## [WHAT THIS TASK INVOLVES]
How many lines in the listing below contain the string "wall"? Case counts, and reply with only the number.

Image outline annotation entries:
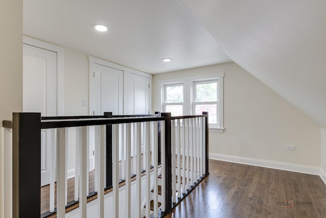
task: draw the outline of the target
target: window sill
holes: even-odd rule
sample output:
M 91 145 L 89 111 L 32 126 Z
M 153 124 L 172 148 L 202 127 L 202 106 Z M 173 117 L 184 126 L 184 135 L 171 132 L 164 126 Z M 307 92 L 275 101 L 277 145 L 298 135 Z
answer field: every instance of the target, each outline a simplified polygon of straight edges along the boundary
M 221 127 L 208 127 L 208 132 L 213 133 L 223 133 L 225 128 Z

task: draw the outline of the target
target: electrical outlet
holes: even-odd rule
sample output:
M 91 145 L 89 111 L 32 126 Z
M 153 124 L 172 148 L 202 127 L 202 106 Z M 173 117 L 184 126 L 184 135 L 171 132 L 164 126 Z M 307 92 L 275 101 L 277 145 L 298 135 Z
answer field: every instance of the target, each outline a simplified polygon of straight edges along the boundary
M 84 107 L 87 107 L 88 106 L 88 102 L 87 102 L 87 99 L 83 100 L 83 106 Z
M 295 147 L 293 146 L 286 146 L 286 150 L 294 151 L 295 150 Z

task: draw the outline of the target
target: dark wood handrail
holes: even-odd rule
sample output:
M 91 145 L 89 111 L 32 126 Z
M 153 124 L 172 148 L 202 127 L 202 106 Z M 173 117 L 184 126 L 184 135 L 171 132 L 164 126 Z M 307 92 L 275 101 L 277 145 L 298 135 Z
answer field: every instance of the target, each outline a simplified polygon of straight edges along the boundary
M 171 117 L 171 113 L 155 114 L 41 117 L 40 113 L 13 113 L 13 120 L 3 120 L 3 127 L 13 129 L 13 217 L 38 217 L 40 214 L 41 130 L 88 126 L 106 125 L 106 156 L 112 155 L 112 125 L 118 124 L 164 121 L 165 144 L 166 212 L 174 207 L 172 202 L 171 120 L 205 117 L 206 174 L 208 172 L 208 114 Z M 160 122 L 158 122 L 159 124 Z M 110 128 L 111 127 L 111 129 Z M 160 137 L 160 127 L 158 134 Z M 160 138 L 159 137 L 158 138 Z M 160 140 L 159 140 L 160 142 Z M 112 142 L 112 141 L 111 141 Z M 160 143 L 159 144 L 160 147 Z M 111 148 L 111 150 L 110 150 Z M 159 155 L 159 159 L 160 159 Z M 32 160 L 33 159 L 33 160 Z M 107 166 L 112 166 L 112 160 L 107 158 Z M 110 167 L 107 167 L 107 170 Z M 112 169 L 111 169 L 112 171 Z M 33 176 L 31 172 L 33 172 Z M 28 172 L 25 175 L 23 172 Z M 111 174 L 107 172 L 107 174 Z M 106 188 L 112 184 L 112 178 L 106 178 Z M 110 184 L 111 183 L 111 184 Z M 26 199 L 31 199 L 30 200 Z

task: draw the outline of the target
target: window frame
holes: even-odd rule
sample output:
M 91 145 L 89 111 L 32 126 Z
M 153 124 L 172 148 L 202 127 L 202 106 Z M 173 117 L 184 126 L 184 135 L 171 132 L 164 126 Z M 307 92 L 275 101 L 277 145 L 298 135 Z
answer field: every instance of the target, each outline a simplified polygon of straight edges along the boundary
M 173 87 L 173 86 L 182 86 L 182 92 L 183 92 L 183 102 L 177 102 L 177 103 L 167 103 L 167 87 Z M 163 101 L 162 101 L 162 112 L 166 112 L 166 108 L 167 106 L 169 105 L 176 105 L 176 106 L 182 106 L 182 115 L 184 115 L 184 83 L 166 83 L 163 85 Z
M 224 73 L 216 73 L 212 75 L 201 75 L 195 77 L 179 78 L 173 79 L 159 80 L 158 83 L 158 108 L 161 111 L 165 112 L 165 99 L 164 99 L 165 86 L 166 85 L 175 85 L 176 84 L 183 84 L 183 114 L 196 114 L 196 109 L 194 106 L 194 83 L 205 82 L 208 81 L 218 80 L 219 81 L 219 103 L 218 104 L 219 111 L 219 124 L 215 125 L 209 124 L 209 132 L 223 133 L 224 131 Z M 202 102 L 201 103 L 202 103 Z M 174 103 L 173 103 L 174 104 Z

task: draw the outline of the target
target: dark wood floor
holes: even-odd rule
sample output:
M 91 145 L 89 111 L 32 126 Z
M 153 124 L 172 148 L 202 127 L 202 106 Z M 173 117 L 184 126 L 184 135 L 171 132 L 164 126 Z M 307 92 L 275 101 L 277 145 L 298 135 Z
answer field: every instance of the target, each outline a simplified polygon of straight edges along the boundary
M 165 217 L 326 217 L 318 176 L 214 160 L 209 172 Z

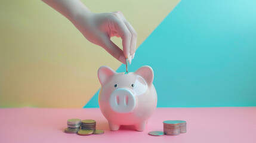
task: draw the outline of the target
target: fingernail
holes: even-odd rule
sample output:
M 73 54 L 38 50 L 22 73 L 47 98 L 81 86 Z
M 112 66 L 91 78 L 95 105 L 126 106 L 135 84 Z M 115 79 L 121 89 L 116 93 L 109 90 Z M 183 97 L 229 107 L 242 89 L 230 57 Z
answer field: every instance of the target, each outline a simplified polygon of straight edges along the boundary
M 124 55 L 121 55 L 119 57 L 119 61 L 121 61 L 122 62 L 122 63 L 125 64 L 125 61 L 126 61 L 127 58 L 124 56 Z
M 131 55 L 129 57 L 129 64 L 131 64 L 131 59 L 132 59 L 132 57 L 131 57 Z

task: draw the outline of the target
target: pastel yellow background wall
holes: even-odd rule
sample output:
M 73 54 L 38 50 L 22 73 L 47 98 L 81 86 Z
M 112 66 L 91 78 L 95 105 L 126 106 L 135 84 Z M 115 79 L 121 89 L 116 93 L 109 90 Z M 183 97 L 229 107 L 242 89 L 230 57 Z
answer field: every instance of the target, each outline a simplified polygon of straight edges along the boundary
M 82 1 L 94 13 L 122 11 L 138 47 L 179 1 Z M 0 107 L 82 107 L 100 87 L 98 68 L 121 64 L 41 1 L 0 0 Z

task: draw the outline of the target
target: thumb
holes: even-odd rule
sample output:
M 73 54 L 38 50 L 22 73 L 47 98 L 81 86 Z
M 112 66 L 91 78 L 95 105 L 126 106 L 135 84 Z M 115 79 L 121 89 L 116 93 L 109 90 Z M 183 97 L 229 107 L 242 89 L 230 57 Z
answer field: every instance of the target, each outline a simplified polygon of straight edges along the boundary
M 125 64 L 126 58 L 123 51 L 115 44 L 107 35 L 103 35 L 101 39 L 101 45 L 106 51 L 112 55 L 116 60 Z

--

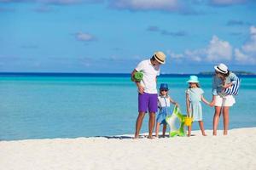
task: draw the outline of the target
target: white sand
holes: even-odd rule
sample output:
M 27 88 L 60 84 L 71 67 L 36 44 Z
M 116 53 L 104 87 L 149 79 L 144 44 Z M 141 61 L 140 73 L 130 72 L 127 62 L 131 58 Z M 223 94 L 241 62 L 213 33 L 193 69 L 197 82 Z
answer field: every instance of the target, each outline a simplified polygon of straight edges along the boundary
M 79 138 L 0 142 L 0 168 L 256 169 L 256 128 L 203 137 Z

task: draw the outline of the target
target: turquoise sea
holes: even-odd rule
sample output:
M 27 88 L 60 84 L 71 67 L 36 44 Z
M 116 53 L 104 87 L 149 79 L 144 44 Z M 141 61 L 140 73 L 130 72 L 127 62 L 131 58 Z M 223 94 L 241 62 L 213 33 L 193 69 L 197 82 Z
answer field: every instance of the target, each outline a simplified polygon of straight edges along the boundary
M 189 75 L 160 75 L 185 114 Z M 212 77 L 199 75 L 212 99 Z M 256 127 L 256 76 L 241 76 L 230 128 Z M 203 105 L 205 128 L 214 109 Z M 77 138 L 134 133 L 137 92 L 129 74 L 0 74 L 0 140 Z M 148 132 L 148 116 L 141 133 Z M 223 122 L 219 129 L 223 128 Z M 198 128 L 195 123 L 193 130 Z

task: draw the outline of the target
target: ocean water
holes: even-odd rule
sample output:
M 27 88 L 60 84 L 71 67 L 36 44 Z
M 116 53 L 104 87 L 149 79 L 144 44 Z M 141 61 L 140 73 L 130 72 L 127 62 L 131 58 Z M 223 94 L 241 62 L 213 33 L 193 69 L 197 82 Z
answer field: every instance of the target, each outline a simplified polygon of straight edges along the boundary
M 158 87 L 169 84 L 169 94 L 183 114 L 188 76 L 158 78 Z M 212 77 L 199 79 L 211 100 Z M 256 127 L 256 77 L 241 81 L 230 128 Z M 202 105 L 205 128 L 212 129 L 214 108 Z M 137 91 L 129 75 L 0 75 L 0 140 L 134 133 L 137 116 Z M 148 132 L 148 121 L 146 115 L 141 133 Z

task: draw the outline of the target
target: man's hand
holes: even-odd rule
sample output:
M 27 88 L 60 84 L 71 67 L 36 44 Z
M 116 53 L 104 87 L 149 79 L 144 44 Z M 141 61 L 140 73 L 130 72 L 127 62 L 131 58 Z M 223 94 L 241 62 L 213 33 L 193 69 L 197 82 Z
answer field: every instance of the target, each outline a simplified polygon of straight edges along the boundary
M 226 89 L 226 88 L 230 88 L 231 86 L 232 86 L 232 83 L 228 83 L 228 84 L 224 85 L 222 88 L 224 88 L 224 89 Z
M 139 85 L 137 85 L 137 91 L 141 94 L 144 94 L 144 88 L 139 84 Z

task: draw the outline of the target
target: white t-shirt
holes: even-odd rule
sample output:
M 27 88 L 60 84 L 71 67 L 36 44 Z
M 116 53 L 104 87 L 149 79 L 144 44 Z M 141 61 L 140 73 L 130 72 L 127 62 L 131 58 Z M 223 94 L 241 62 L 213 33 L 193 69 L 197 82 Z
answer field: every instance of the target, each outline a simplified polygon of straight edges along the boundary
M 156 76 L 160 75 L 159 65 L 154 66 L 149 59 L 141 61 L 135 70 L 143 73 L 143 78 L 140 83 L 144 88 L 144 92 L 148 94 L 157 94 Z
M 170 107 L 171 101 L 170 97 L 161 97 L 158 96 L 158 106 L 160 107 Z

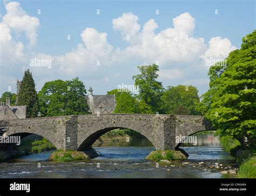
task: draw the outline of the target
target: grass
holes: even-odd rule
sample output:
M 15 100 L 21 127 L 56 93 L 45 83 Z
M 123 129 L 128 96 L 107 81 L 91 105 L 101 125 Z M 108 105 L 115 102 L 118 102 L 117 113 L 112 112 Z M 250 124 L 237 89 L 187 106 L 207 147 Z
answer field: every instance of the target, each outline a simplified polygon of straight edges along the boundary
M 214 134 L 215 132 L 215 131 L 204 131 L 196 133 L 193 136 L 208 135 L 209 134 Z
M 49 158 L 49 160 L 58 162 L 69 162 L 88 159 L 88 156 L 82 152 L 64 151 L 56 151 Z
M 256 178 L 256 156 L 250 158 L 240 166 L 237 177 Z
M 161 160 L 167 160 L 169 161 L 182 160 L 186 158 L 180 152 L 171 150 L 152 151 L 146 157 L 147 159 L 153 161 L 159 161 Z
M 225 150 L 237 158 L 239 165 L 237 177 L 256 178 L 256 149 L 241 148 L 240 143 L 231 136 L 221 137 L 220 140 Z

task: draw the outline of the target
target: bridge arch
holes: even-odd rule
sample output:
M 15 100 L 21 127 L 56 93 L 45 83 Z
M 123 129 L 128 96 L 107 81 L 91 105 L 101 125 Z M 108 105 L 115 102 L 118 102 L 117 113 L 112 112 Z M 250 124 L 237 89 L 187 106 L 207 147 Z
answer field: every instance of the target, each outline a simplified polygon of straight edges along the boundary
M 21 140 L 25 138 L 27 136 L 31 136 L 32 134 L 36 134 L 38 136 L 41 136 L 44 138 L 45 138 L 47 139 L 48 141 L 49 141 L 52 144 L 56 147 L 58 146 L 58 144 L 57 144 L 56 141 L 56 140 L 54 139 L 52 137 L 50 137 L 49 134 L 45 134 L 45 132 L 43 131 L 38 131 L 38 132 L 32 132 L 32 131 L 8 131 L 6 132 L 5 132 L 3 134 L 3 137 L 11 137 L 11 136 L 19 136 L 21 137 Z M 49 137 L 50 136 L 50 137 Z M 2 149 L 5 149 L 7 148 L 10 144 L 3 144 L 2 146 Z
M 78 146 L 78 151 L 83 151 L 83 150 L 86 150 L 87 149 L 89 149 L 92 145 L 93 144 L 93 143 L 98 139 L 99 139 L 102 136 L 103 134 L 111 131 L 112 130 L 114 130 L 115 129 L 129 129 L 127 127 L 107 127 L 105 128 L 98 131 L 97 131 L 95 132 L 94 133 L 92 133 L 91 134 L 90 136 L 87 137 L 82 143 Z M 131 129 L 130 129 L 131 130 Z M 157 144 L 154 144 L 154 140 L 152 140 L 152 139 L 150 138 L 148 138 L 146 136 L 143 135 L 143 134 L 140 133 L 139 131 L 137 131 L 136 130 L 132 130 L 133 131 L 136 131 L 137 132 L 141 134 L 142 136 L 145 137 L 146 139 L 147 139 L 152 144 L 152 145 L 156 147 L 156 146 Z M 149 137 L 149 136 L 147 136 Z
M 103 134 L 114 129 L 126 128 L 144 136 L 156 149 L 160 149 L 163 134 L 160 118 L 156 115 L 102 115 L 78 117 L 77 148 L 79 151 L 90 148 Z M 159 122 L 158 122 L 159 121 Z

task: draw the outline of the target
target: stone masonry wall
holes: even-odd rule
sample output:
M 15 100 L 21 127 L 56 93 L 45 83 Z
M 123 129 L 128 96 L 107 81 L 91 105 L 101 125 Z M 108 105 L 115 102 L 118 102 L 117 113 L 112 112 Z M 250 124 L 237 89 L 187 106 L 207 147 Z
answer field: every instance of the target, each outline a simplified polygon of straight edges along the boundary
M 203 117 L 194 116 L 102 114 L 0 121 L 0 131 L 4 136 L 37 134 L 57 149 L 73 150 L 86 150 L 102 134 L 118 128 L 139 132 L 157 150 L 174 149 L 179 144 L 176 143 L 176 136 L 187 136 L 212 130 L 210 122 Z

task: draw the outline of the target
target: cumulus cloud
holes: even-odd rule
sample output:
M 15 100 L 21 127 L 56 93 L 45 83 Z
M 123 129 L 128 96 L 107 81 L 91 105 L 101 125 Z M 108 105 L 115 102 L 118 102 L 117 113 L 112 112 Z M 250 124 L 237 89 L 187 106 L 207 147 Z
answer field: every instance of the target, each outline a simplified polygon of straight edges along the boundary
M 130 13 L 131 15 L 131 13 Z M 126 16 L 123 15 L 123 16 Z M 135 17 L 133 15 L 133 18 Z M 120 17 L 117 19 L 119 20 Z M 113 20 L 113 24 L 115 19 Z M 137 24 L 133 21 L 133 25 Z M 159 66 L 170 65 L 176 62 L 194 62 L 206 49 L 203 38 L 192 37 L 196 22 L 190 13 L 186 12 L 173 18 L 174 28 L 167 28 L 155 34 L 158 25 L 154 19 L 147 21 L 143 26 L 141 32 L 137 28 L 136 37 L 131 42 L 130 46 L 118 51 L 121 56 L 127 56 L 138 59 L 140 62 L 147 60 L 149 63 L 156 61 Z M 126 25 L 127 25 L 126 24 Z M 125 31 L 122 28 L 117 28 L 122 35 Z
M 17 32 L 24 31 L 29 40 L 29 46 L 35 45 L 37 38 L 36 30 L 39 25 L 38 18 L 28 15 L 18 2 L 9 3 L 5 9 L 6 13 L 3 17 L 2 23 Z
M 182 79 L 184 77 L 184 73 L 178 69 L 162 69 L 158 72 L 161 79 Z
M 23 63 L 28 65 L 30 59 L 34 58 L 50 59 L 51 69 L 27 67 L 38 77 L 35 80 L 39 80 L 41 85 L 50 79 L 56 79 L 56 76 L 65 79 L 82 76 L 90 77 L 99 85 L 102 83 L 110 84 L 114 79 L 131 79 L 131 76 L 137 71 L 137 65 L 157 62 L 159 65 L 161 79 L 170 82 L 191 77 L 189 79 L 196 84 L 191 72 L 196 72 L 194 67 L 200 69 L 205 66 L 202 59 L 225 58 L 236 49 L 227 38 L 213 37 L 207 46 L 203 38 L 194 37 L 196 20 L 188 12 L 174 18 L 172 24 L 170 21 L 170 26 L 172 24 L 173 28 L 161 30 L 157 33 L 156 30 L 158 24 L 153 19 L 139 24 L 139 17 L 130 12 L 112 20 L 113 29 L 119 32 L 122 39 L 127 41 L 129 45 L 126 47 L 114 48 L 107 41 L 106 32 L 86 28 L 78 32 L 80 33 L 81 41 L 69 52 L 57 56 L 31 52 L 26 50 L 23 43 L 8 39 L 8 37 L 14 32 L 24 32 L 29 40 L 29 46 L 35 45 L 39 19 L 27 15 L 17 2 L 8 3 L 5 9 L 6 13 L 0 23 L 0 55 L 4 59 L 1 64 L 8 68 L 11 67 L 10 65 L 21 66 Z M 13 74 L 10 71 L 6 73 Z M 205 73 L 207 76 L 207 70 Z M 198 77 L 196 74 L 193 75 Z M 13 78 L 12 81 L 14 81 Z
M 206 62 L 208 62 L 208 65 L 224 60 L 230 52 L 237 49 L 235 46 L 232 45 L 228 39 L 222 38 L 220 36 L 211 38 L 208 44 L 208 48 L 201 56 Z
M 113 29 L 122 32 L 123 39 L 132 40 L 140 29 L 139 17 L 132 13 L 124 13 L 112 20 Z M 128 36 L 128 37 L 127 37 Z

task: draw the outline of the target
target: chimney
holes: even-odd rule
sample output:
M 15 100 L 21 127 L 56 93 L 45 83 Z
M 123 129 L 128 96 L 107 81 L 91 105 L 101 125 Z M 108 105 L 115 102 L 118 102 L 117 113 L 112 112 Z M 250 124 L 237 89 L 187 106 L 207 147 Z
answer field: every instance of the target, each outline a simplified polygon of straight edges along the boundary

## [WRITTEN RESPONSE]
2